▸ Exercise requirements:
Every line of the material is to be set down again without any change.

▸ Material supplied:
+ + +

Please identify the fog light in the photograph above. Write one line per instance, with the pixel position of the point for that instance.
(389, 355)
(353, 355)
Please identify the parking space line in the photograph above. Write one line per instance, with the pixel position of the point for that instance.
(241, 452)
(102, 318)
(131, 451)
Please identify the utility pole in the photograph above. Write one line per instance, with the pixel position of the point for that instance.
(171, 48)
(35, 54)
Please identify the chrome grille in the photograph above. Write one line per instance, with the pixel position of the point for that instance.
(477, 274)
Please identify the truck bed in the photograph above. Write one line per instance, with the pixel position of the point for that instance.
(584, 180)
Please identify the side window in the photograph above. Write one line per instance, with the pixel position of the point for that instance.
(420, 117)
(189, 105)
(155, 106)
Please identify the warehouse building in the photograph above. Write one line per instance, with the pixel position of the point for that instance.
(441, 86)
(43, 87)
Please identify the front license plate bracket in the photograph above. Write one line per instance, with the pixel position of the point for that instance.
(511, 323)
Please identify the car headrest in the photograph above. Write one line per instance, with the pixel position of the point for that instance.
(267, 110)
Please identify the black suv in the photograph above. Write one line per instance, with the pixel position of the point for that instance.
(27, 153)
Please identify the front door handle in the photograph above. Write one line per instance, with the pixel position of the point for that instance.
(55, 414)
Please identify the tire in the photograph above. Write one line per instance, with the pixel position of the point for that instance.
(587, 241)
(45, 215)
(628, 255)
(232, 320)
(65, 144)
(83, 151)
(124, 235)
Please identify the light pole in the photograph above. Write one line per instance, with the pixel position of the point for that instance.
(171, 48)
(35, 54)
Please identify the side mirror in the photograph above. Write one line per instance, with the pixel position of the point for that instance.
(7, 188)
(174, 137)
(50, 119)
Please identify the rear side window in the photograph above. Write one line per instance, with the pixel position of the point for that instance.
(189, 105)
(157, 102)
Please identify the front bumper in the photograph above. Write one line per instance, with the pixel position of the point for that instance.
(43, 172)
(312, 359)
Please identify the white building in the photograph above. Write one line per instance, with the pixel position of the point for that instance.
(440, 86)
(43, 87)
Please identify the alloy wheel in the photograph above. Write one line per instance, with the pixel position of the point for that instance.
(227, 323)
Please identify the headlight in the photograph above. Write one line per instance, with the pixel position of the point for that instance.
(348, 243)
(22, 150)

+ + +

▸ Completed task:
Please identify the fog light in the photograph above. Write one line per instance, with the pixel position of the point for that instance.
(389, 355)
(353, 355)
Please identify the parking space line in the photograph above. Write one line per instance, with the pixel position of the point for that instance.
(241, 452)
(102, 318)
(131, 451)
Please identify the utility pole in the photograph above. Write one line per instance, with the pixel position of the point for that instance.
(171, 48)
(35, 54)
Please identify the chrome grille in the photograph above. Write one line per instance, with the pixel position of the point for that instance.
(477, 274)
Please identify the truck bed in the photograph above. Write one line per instance, with the pixel position of the point for that instance.
(584, 180)
Please identify the side window in the photograph above. Write one line per instance, with the pixel position of the point for that instance.
(420, 117)
(189, 105)
(155, 106)
Please identify the warehouse building in the photograph above. Write one line per instance, with the pixel position of the point for that instance.
(441, 86)
(43, 87)
Please identify the front license plate bracket in the photograph above. Write one line per instance, with the pixel position of the point for that instance.
(511, 323)
Please identify the car headrest in the photograph above. Write one line per instance, with the pixel position of the point for that instance.
(267, 110)
Please identify the black suv in the photograph above. Write one line per instance, with the pixel position of the point for that instance.
(27, 153)
Please identify the front door handle in the photograph above. Write one line per instance, with the pixel position of the point for that instance.
(55, 414)
Please identify the tire in the photograph above. Write one line per instance, with the pixel position of the point for that instance.
(587, 241)
(45, 215)
(628, 255)
(232, 320)
(65, 144)
(83, 151)
(124, 235)
Please identify the light pole in the photograph above. Write one line per instance, with the pixel position of the point for that instance.
(171, 48)
(35, 54)
Please identify the side mirror in the photograph above. Write one line per instance, with the pixel position of the point for that instance.
(7, 188)
(174, 137)
(50, 119)
Please identify the rear side window in the photograph above. Write one line per instance, with the pixel position of the point for that instance.
(189, 105)
(157, 102)
Please identify the front bumper in the photograph above. Write one line per instance, with the pixel position of the point for that instance.
(43, 172)
(312, 359)
Please identify the white building in the photograph above. Write one line per instance, with the pixel position of the point for that instance.
(440, 86)
(43, 87)
Please identify the alloy wheel in the photograph above. Write one line per instance, with the pixel position of the point for that instance.
(227, 323)
Please identify the headlight in the photograph above. Write one line per instance, with the pixel position of the point for that instance.
(348, 243)
(22, 150)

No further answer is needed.